» **Material for the task**
════

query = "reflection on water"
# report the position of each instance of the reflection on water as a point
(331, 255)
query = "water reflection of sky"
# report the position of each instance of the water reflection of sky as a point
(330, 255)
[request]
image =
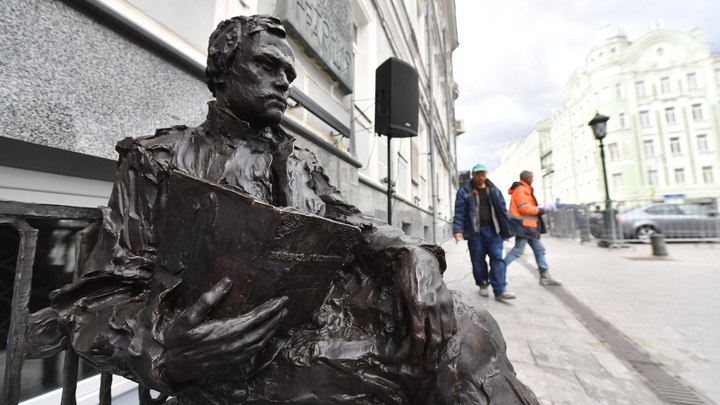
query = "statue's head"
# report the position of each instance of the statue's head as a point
(250, 67)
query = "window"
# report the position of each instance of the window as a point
(652, 178)
(645, 118)
(614, 151)
(606, 94)
(680, 176)
(697, 112)
(665, 85)
(649, 147)
(702, 143)
(617, 181)
(675, 145)
(640, 88)
(670, 115)
(707, 175)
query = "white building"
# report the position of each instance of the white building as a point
(80, 75)
(661, 93)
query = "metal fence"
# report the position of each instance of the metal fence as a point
(30, 269)
(690, 220)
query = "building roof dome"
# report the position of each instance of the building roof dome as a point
(608, 34)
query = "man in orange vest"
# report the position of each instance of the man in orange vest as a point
(481, 219)
(526, 217)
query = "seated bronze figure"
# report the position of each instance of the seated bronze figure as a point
(388, 331)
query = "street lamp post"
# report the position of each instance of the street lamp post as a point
(599, 127)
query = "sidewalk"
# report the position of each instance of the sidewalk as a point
(670, 308)
(553, 353)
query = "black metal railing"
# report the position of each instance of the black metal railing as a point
(677, 219)
(27, 322)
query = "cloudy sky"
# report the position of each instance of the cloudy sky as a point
(515, 57)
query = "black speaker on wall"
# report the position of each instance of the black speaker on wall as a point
(396, 99)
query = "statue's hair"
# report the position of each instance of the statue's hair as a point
(228, 37)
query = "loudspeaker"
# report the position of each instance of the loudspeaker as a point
(396, 99)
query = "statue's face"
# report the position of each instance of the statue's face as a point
(256, 89)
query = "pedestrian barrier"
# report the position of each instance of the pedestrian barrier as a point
(43, 247)
(690, 220)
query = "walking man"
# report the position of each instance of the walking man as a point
(527, 222)
(482, 219)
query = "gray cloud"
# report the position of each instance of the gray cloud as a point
(515, 57)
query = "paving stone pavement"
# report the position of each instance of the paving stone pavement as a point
(552, 352)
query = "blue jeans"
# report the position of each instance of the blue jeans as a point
(517, 251)
(488, 243)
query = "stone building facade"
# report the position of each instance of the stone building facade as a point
(661, 93)
(79, 75)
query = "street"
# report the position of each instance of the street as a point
(666, 307)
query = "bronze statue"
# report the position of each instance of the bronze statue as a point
(388, 331)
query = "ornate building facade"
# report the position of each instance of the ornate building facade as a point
(661, 93)
(80, 75)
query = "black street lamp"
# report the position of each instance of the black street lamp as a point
(599, 126)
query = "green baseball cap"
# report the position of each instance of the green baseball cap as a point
(479, 168)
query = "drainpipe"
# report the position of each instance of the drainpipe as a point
(431, 124)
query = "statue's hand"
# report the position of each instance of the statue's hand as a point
(423, 304)
(198, 348)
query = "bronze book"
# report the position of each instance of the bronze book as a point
(213, 231)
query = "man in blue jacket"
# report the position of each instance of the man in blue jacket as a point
(482, 219)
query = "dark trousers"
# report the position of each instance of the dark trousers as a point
(488, 243)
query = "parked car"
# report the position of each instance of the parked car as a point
(674, 221)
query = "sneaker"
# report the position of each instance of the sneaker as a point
(505, 295)
(546, 278)
(484, 290)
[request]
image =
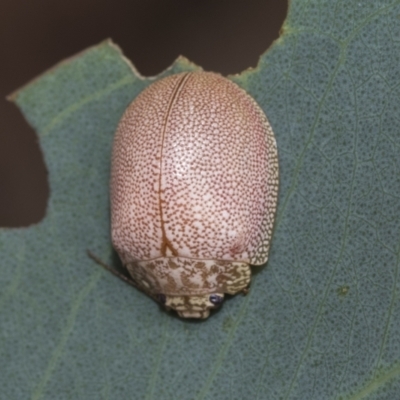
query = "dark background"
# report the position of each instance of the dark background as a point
(225, 36)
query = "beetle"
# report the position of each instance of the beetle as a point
(194, 185)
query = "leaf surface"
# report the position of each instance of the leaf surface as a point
(322, 319)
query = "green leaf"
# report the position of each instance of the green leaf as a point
(322, 319)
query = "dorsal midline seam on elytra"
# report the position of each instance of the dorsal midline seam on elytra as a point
(165, 242)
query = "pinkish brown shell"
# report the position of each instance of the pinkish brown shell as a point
(194, 187)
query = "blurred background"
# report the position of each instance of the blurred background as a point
(225, 36)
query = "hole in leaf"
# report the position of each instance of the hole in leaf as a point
(225, 36)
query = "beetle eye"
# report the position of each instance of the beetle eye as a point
(216, 300)
(161, 298)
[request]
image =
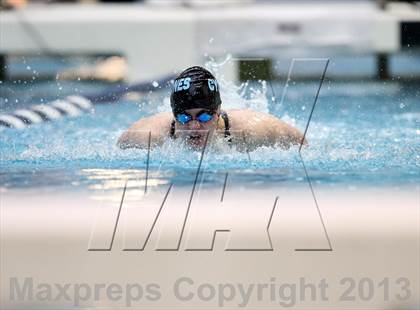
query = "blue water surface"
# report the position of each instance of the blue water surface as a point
(361, 133)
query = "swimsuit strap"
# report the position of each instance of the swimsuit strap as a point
(172, 130)
(225, 118)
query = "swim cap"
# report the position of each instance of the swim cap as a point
(195, 88)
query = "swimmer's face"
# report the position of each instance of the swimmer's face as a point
(195, 132)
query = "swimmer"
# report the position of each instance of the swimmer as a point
(197, 119)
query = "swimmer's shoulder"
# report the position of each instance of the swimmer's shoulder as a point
(262, 128)
(137, 135)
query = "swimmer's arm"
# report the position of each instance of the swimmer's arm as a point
(286, 135)
(155, 128)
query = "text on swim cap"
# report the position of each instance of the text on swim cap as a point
(182, 84)
(213, 85)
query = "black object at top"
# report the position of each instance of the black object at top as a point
(194, 88)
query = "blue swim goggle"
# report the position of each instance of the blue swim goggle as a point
(202, 117)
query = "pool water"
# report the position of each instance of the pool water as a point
(361, 133)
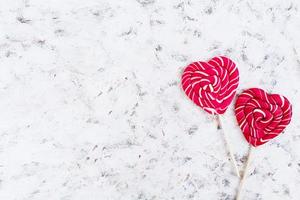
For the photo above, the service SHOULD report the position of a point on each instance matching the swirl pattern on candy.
(211, 85)
(262, 116)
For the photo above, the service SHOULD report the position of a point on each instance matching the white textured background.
(91, 106)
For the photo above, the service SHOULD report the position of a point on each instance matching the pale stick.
(232, 159)
(238, 196)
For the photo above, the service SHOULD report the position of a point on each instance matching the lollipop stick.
(220, 126)
(238, 196)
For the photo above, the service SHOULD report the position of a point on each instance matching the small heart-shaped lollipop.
(211, 85)
(262, 116)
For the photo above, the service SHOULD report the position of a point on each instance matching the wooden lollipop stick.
(228, 147)
(238, 196)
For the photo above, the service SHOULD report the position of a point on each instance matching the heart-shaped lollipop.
(262, 116)
(211, 85)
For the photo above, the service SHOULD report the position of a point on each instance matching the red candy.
(211, 85)
(262, 116)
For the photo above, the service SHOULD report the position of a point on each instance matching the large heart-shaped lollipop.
(262, 116)
(211, 85)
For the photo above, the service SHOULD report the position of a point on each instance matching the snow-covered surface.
(91, 105)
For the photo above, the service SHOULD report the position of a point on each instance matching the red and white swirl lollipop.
(212, 85)
(262, 117)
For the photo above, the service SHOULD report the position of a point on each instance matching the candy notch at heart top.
(211, 85)
(262, 116)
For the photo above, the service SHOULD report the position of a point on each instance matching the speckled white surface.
(91, 106)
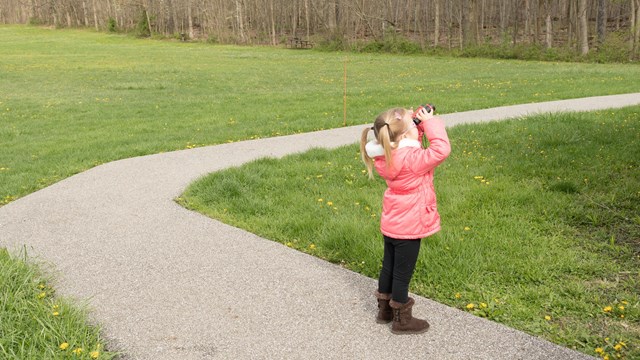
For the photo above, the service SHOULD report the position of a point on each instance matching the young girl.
(409, 204)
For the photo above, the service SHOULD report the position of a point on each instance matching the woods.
(583, 25)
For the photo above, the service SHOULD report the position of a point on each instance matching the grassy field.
(37, 324)
(71, 99)
(540, 222)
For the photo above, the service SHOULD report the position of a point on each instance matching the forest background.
(593, 30)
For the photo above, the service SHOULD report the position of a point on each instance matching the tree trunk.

════

» **Exercise objective**
Give back, word for word, the lines from the line that contains "white swirl lollipop." through the last line of the records, with no pictures and nothing else.

» **Exercise result**
For the photo above, the service SHOULD report the position of a point on each instance matching the red and white swirl lollipop.
(212, 85)
(262, 117)
For the photo above, the service SHOULD report the position of a point on each instance matching the candy notch at heart top.
(211, 85)
(262, 116)
For the photo above, the service SHOULD report the position of a point on each instance matching the speckled white surface.
(91, 106)
For the photo above, the service SHOULD report the position of a point on each instance matching the young girl.
(409, 204)
For the photo above, the service SHOULD report the position of a point on each instance matching the woods.
(583, 25)
For the photo above, the service SHOULD report the position of a point on each instance matching the grassy field.
(37, 324)
(71, 99)
(540, 222)
For the photo above, the service SHOULD report the position of a point on each instance matching the forest background.
(593, 30)
For the photo above, the service SHOULD report the position of a point on each instance matching the tree trunk.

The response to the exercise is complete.